Locate the line containing "Phrase: dark apron" in the material below. Copy that line and all following lines through the end exactly, omitting any pictures.

**RECORD SET**
start

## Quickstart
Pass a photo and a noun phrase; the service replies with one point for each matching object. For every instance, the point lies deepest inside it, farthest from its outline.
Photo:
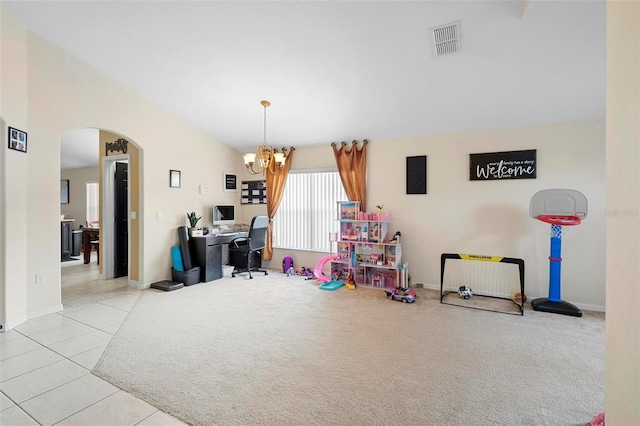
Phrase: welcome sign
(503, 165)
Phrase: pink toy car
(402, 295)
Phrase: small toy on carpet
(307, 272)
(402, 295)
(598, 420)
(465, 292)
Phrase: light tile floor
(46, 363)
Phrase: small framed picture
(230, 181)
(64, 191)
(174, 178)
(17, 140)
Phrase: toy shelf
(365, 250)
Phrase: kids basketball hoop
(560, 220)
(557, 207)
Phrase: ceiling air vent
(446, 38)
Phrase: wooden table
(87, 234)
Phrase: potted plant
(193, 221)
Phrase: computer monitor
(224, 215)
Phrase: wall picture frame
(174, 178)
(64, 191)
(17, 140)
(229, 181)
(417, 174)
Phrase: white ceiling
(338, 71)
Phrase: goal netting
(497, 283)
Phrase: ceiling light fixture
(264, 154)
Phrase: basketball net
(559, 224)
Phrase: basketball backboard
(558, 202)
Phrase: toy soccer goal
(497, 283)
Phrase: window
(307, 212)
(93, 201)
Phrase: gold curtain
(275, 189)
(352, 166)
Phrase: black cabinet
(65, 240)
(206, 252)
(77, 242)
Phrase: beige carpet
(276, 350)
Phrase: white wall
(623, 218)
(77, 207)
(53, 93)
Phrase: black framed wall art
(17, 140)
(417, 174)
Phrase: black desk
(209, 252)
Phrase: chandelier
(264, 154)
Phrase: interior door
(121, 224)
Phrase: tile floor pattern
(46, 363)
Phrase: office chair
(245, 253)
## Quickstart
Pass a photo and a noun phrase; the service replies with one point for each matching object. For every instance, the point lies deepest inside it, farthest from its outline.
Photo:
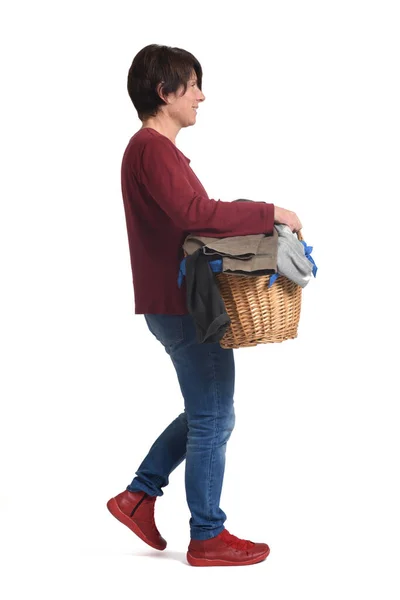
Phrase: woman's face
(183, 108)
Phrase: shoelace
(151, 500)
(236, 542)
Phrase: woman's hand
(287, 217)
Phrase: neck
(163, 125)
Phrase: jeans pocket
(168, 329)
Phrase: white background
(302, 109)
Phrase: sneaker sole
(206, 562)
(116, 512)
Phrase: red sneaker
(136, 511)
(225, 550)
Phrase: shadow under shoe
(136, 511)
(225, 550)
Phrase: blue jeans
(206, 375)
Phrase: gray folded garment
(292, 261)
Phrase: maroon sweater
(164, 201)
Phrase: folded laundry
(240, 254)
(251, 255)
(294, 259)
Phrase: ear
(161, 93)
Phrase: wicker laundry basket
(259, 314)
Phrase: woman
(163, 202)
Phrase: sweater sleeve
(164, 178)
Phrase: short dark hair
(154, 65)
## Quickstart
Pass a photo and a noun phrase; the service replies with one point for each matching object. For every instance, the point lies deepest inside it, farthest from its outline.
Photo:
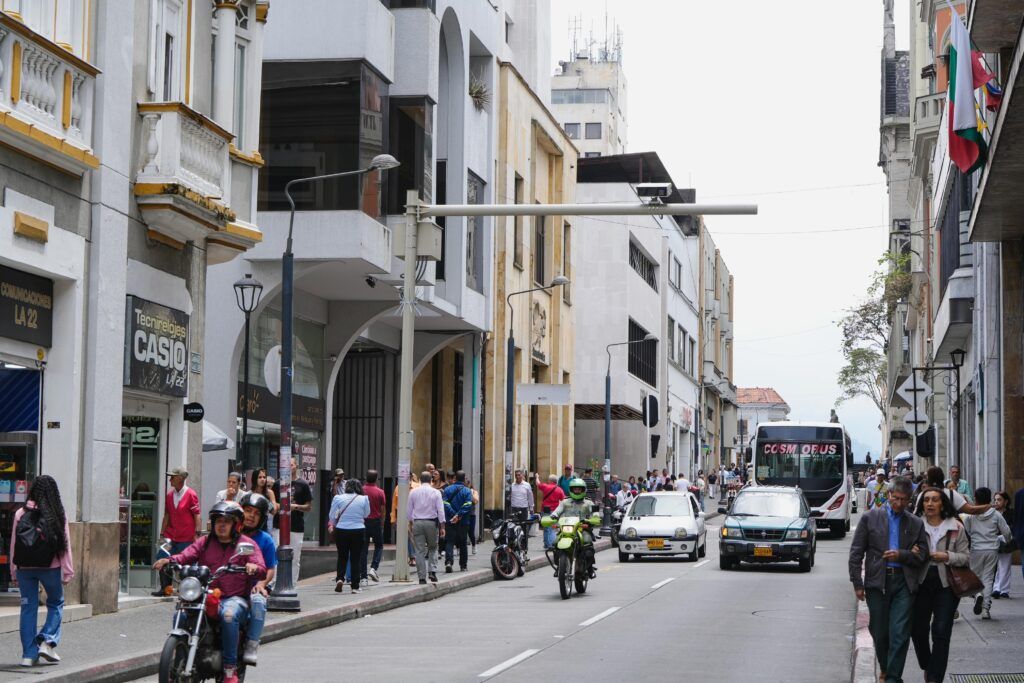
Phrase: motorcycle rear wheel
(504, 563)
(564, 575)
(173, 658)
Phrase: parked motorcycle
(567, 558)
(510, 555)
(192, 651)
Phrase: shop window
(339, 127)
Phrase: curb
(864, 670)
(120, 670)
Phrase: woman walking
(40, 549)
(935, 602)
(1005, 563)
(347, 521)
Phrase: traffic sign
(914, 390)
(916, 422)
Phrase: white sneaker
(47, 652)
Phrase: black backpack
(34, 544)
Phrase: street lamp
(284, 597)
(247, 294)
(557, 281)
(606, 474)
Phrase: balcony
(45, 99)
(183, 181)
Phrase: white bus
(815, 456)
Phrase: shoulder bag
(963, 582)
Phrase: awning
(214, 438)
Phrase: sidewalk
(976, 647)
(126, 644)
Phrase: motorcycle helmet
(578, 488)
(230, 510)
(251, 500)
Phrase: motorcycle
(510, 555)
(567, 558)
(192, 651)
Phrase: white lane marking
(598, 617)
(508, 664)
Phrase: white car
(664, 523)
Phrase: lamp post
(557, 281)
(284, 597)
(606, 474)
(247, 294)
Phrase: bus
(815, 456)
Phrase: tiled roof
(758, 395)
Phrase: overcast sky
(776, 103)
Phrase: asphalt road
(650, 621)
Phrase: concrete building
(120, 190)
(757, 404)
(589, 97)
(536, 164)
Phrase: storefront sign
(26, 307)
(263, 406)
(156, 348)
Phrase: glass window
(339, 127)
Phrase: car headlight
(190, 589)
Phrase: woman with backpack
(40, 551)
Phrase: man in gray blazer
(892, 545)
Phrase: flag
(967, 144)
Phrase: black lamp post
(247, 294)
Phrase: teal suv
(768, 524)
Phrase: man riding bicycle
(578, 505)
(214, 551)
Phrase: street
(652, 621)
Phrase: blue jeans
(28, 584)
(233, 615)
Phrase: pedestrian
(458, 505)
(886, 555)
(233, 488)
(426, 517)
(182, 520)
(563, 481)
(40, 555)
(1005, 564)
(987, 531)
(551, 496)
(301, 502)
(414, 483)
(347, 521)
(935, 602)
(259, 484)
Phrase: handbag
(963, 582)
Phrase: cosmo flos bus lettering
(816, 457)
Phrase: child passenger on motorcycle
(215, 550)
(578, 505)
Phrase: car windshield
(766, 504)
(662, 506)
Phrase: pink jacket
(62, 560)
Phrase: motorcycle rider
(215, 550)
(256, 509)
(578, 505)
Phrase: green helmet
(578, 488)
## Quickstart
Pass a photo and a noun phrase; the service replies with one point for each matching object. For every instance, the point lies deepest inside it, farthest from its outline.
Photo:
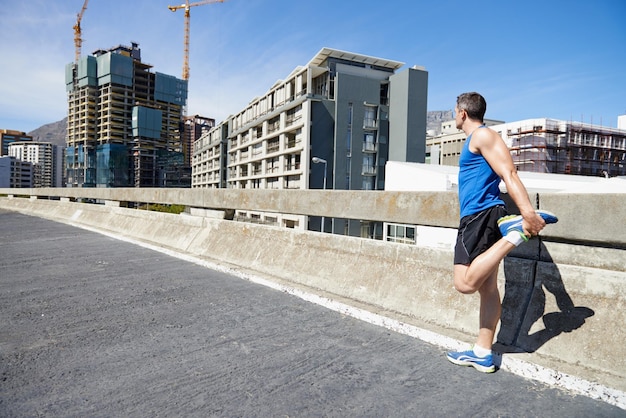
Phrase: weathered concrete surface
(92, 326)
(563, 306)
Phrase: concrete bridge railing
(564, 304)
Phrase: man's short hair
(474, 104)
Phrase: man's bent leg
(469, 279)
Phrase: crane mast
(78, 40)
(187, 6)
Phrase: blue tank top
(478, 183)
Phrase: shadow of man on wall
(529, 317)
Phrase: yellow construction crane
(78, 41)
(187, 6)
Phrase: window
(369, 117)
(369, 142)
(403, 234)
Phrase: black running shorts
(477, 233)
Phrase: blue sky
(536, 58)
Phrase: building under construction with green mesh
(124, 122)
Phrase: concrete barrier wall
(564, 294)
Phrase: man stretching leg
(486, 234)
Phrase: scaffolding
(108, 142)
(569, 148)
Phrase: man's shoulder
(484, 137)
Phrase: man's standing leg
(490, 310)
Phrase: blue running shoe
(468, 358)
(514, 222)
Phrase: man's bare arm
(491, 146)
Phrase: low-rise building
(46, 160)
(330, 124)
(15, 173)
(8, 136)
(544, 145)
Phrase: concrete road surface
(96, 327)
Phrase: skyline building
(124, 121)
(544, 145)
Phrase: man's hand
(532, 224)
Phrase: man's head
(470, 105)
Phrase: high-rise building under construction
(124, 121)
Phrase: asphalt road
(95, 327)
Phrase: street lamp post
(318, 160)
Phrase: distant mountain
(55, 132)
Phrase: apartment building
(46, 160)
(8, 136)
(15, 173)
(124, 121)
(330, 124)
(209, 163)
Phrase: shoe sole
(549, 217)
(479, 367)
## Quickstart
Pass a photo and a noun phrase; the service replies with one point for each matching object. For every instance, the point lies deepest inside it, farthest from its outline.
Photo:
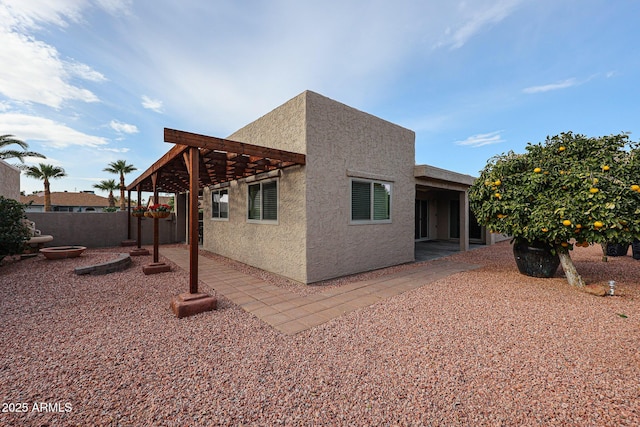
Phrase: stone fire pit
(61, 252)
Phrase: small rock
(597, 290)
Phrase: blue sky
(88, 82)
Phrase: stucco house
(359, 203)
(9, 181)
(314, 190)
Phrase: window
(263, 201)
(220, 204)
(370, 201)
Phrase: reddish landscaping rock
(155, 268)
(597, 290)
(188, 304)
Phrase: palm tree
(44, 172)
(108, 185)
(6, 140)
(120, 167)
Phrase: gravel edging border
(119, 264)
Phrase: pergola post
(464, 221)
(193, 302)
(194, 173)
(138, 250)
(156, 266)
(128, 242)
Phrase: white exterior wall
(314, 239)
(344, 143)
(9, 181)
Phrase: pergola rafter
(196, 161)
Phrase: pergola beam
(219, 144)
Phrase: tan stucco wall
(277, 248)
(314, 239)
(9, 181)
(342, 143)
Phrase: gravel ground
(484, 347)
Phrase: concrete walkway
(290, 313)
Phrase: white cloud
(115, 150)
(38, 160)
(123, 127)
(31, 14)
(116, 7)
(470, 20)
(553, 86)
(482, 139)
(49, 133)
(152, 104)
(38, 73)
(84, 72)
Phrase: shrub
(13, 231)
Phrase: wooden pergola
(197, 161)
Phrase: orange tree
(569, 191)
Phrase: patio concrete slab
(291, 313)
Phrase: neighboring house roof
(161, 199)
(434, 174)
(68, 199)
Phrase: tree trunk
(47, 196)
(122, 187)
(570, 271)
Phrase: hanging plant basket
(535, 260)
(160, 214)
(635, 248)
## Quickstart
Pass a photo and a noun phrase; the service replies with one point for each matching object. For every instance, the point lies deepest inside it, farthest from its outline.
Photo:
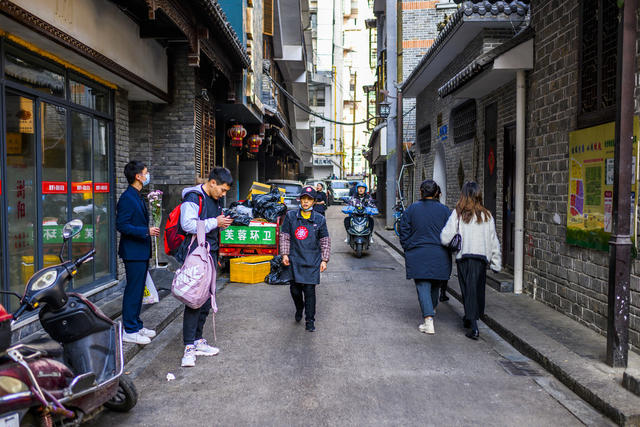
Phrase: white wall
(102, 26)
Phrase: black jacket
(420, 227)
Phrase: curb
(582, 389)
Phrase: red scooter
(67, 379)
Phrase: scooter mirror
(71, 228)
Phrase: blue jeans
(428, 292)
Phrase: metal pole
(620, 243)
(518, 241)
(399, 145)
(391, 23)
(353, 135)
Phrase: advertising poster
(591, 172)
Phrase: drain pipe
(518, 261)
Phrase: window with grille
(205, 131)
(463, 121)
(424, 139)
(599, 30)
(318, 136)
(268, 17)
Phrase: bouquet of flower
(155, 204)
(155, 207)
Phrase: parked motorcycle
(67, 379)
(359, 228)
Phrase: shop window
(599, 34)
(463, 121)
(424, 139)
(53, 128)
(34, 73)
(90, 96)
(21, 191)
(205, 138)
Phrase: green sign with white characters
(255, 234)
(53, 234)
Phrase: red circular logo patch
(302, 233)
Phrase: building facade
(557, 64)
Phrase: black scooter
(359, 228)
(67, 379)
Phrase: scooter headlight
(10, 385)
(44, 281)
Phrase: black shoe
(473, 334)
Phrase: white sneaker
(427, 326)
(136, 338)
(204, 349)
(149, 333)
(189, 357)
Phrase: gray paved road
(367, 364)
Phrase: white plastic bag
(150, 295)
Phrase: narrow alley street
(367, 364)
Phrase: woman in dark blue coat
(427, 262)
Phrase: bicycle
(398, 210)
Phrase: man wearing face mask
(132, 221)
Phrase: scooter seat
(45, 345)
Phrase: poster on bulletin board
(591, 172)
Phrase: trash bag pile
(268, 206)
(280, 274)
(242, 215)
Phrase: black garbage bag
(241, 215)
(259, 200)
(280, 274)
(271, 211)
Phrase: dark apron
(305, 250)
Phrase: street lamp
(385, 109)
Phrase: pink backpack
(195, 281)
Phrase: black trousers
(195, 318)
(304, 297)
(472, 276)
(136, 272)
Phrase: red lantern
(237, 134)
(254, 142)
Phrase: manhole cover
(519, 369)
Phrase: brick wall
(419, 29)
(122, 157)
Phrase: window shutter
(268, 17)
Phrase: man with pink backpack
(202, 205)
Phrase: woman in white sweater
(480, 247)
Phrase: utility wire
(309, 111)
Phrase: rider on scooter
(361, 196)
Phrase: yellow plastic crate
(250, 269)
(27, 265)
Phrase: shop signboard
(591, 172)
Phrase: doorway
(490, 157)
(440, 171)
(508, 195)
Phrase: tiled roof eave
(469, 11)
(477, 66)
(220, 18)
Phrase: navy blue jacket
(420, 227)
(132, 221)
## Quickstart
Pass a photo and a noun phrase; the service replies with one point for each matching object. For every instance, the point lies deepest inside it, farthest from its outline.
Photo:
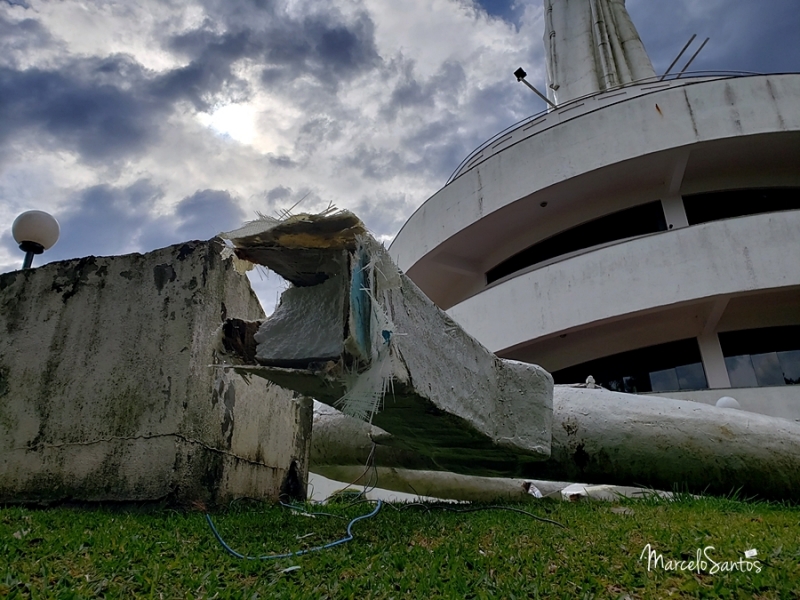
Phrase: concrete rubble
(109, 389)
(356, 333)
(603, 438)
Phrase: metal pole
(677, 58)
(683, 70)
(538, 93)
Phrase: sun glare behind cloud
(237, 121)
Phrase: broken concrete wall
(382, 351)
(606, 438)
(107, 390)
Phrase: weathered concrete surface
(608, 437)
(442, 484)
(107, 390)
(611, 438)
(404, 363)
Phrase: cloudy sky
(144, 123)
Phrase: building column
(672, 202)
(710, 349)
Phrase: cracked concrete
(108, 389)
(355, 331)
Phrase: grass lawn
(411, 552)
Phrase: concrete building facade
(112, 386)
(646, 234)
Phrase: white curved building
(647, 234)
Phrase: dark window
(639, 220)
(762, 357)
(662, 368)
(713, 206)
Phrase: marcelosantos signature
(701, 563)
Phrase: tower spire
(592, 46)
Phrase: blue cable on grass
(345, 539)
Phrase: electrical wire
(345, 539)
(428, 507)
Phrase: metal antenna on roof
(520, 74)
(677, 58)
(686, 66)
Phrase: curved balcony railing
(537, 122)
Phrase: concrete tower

end

**ANSWER FOR THIS EXERCISE**
Phrase: dark apron
(305, 250)
Phrase: street lamp
(385, 109)
Phrase: pink backpack
(195, 281)
Phrase: black trousers
(195, 318)
(304, 297)
(472, 276)
(136, 272)
Phrase: red lantern
(237, 134)
(254, 142)
Phrase: manhole cover
(519, 369)
Phrase: brick wall
(419, 29)
(122, 157)
Phrase: window shutter
(268, 17)
Phrase: man with pink backpack
(202, 205)
Phrase: woman in white sweater
(480, 247)
Phrase: utility wire
(309, 111)
Phrase: rider on scooter
(361, 196)
Phrase: yellow plastic crate
(250, 269)
(27, 265)
Phrase: shop signboard
(591, 172)
Phrase: doorway
(490, 157)
(440, 171)
(508, 195)
Phrase: tiled roof eave
(469, 11)
(477, 66)
(220, 18)
Phrase: navy blue jacket
(420, 227)
(132, 221)
## Quickstart
Pass a photo and a noun phrase; the service replies with one point for each matching object. For every instance, the point lies deepest inside it, farthest from its outline.
Photo:
Phrase: concrete rubble
(109, 389)
(356, 333)
(603, 438)
Phrase: metal pole
(677, 58)
(683, 70)
(538, 93)
Phrase: sun glare behind cloud
(237, 121)
Phrase: broken concrete wall
(382, 351)
(606, 438)
(107, 390)
Phrase: weathered concrete surface
(608, 437)
(442, 484)
(107, 390)
(611, 438)
(404, 363)
Phrase: cloudy sky
(144, 123)
Phrase: building column
(672, 202)
(710, 349)
Phrase: cracked concrete
(108, 389)
(355, 331)
Phrase: grass lawn
(411, 552)
Phrase: concrete building facade
(112, 386)
(646, 234)
Phrase: white curved building
(647, 234)
Phrase: dark window
(639, 220)
(762, 357)
(662, 368)
(713, 206)
Phrase: marcelosantos signature
(701, 563)
Phrase: tower spire
(592, 46)
Phrase: blue cable on grass
(345, 539)
Phrase: electrical wire
(345, 539)
(428, 507)
Phrase: metal antenna on roof
(520, 74)
(677, 58)
(686, 66)
Phrase: curved balcony railing
(537, 122)
Phrase: concrete tower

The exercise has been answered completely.